● **DOCUMENT SECTION**

You are viewing a plain text version of this content. The canonical link for it is here.
Posted to user@mesos.apache.org by Ying Ji <ji...@gmail.com> on 2015/07/02 02:08:38 UTC

Questions about Framework/Scheduler

Hey, I am new to mesos and just start to investigate it. I have a fundament
question about Framework

Assume i am using a long live framework, how the mesos master detect the
framework in unavailable , such as some network error or some internal
error from the framework ? (I can not find it at mater.cpp. Could you
please point out the source code for me ?)The framework has been registered
to the master successfully, and has successfully run for a whole.

Thanks

Ying

Re: Questions about Framework/Scheduler

Posted by Adam Bordelon <ad...@mesosphere.io>.
See Master::exited()
https://github.com/apache/mesos/blob/0.22.1/src/master/master.cpp#L878
which derives from Process::exited()

● **SUPPLIED DATA**

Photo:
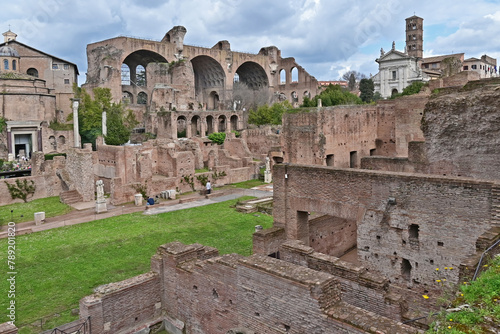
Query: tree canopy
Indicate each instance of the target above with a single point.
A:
(366, 88)
(268, 114)
(119, 121)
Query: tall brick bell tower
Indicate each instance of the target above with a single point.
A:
(415, 36)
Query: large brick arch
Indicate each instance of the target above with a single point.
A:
(253, 75)
(209, 79)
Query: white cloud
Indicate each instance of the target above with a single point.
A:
(323, 37)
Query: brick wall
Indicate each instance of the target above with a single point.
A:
(332, 235)
(359, 288)
(201, 292)
(260, 140)
(123, 305)
(340, 136)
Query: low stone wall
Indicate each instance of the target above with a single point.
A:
(194, 290)
(124, 306)
(359, 287)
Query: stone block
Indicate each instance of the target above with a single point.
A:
(138, 199)
(268, 177)
(39, 218)
(101, 207)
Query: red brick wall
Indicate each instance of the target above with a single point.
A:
(123, 305)
(454, 212)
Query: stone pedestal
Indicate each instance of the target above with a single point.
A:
(101, 207)
(268, 177)
(39, 218)
(138, 199)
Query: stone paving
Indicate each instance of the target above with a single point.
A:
(85, 212)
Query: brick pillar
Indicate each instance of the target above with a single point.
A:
(91, 307)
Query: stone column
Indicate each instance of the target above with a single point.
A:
(189, 133)
(104, 124)
(76, 132)
(100, 205)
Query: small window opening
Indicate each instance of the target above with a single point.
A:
(406, 269)
(413, 231)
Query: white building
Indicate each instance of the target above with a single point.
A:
(397, 70)
(486, 66)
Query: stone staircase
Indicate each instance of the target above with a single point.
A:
(71, 197)
(495, 205)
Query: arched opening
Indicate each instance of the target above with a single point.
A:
(142, 98)
(33, 72)
(127, 98)
(137, 63)
(53, 143)
(125, 73)
(234, 123)
(210, 125)
(209, 77)
(196, 126)
(181, 127)
(406, 270)
(140, 76)
(295, 74)
(213, 101)
(282, 77)
(253, 85)
(222, 123)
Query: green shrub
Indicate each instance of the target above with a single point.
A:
(21, 189)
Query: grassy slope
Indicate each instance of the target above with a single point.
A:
(483, 296)
(51, 205)
(56, 268)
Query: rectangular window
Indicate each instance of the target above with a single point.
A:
(353, 161)
(330, 159)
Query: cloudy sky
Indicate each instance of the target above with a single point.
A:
(326, 37)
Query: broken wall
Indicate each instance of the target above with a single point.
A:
(422, 221)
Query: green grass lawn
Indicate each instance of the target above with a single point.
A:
(246, 184)
(483, 315)
(58, 267)
(51, 205)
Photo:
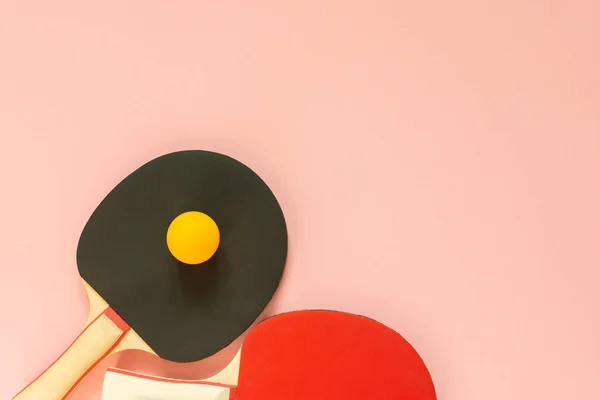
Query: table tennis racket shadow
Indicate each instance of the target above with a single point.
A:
(141, 297)
(105, 333)
(317, 355)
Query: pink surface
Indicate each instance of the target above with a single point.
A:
(437, 162)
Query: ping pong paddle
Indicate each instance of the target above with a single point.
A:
(314, 354)
(141, 297)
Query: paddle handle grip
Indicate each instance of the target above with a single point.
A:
(96, 341)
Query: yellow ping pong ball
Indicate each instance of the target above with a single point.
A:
(193, 237)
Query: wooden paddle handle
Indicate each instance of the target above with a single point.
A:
(98, 339)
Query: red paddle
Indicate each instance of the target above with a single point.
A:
(317, 355)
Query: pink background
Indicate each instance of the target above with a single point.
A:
(437, 162)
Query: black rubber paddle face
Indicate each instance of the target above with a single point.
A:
(186, 312)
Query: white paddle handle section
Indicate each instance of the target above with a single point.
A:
(125, 385)
(102, 335)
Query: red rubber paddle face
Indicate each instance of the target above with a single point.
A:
(328, 355)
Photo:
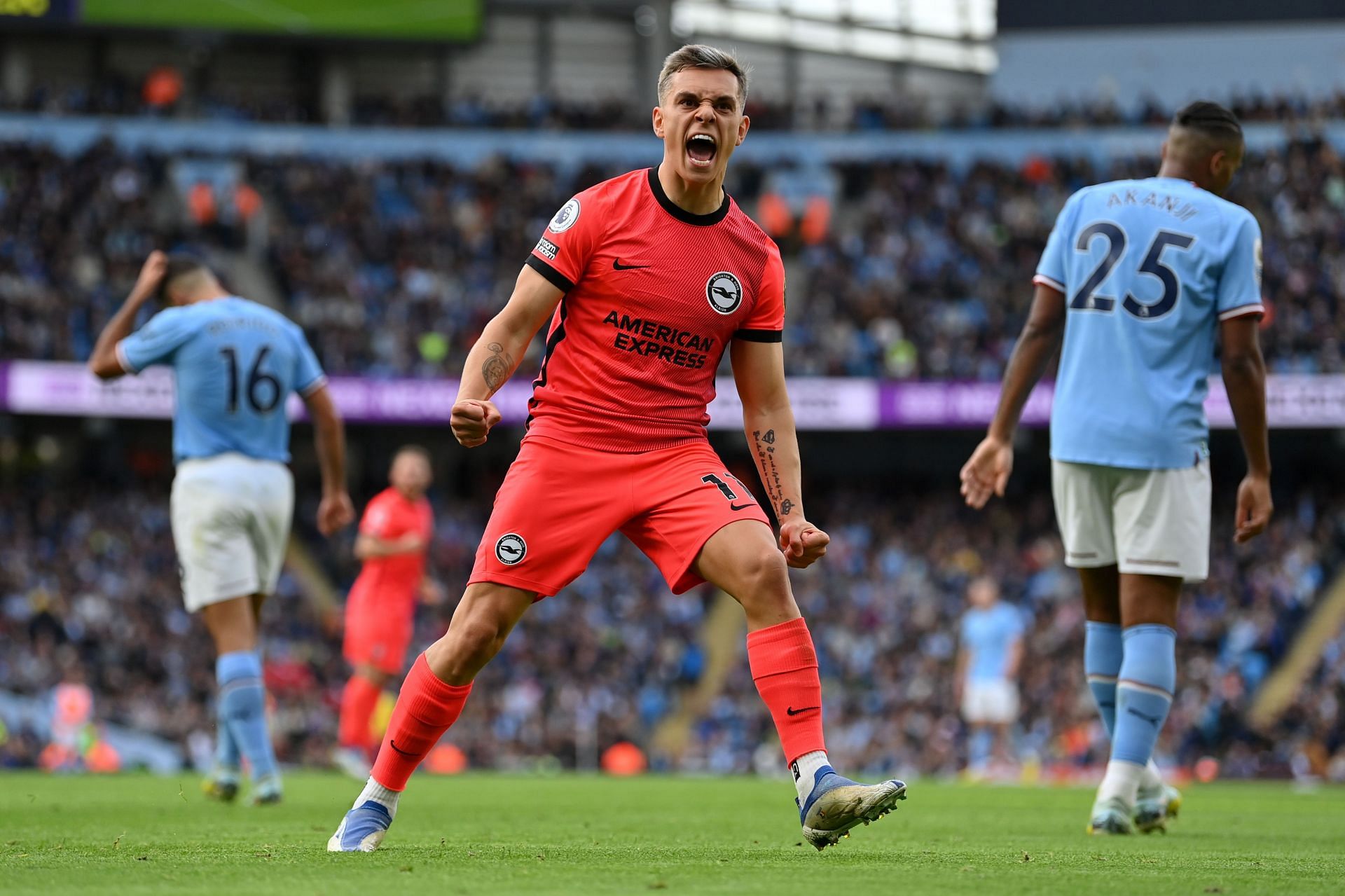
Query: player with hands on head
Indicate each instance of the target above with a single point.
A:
(235, 364)
(1137, 280)
(647, 280)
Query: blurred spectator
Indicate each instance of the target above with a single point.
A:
(88, 580)
(913, 270)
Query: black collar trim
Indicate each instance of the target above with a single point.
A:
(682, 214)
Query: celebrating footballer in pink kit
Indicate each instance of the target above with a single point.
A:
(381, 609)
(649, 280)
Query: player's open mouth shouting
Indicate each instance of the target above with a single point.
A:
(701, 150)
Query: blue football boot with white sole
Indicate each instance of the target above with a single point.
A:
(1111, 817)
(839, 804)
(362, 829)
(1154, 809)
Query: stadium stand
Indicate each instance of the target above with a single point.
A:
(919, 270)
(88, 584)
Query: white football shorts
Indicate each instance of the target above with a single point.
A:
(1143, 521)
(991, 701)
(230, 524)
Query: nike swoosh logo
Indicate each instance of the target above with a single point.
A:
(1152, 720)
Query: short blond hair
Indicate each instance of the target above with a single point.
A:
(698, 55)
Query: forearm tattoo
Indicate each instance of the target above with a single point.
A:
(764, 446)
(497, 369)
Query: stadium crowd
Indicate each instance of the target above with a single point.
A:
(916, 270)
(167, 95)
(89, 592)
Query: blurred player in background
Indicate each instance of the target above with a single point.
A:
(381, 611)
(989, 654)
(1136, 280)
(647, 279)
(235, 364)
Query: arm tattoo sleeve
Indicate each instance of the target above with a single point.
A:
(497, 369)
(764, 446)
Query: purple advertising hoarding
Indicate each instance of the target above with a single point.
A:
(69, 389)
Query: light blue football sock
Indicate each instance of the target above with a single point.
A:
(242, 700)
(1143, 691)
(1102, 666)
(226, 748)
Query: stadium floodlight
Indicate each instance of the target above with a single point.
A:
(941, 34)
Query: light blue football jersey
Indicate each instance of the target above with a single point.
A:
(1147, 268)
(235, 362)
(988, 635)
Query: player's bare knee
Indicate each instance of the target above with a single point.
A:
(763, 580)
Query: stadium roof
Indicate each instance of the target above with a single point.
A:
(942, 34)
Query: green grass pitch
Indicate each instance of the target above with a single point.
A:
(584, 834)
(420, 19)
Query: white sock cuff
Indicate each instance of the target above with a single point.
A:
(382, 795)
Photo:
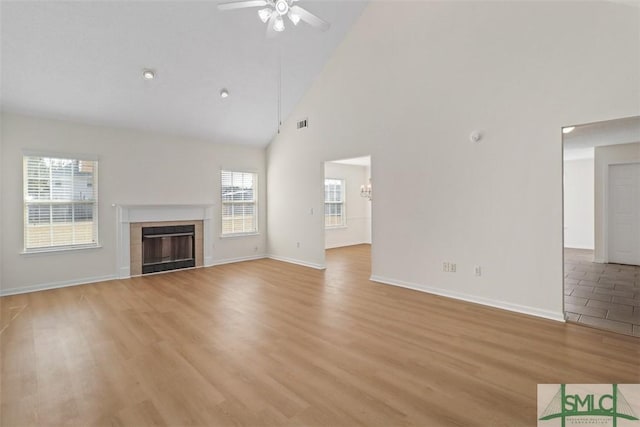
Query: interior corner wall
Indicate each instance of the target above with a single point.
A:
(604, 157)
(136, 168)
(408, 90)
(579, 204)
(1, 198)
(357, 212)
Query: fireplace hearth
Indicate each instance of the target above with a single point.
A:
(168, 248)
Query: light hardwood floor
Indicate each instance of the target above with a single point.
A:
(267, 343)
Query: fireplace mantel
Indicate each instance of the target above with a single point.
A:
(128, 214)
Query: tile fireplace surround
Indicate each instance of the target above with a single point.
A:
(130, 218)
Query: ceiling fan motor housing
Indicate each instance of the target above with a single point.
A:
(282, 7)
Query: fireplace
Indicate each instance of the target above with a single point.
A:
(132, 218)
(168, 248)
(165, 246)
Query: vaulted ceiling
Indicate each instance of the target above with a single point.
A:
(83, 61)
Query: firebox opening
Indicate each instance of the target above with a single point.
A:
(168, 248)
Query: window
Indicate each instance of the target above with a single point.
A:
(334, 203)
(239, 203)
(60, 203)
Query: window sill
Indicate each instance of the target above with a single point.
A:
(231, 236)
(45, 251)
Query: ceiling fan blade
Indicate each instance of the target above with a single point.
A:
(270, 31)
(310, 18)
(241, 4)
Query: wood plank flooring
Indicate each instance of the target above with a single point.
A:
(265, 343)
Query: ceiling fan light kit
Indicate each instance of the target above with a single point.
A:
(272, 13)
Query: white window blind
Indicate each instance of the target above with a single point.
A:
(60, 203)
(239, 203)
(334, 203)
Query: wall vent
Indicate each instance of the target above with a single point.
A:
(303, 123)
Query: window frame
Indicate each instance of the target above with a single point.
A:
(343, 203)
(224, 203)
(52, 202)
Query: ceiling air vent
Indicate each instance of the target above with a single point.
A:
(302, 124)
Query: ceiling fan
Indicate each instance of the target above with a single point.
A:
(274, 11)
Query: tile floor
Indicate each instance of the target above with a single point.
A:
(605, 296)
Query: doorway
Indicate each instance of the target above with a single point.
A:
(347, 202)
(601, 224)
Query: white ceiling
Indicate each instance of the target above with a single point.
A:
(580, 143)
(83, 60)
(356, 161)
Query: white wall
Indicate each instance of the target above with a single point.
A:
(357, 208)
(605, 156)
(578, 204)
(408, 85)
(135, 168)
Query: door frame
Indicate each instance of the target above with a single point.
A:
(605, 207)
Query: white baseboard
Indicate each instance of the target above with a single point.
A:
(523, 309)
(238, 259)
(297, 261)
(345, 244)
(56, 285)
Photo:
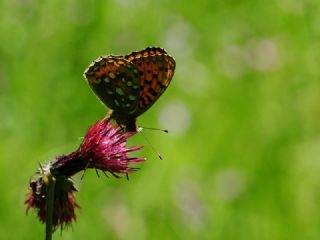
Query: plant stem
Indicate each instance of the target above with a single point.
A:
(50, 201)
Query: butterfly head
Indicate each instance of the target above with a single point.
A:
(123, 120)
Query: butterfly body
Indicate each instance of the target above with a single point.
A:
(129, 85)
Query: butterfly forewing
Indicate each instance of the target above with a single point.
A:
(130, 84)
(145, 52)
(116, 82)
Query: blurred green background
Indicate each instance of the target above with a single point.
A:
(241, 160)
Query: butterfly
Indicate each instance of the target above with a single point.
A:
(129, 85)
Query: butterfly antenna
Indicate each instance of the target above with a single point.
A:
(158, 129)
(147, 140)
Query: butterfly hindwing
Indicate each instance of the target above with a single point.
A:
(116, 82)
(156, 72)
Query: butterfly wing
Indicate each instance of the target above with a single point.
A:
(156, 69)
(116, 81)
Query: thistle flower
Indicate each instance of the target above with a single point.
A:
(103, 148)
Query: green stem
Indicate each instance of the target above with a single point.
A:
(50, 201)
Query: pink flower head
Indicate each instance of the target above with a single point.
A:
(103, 148)
(64, 201)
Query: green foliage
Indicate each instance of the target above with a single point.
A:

● **WHAT IS ASKED**
Answer these questions about the Mesos mailing-list thread above.
(a) To which mailing-list address was the first message posted?
(b) Which method does the reply tell the poster to look at?
(c) From what does that method derive?

● **REPLY TO THE TASK**
(a) user@mesos.apache.org
(b) Master::exited()
(c) Process::exited()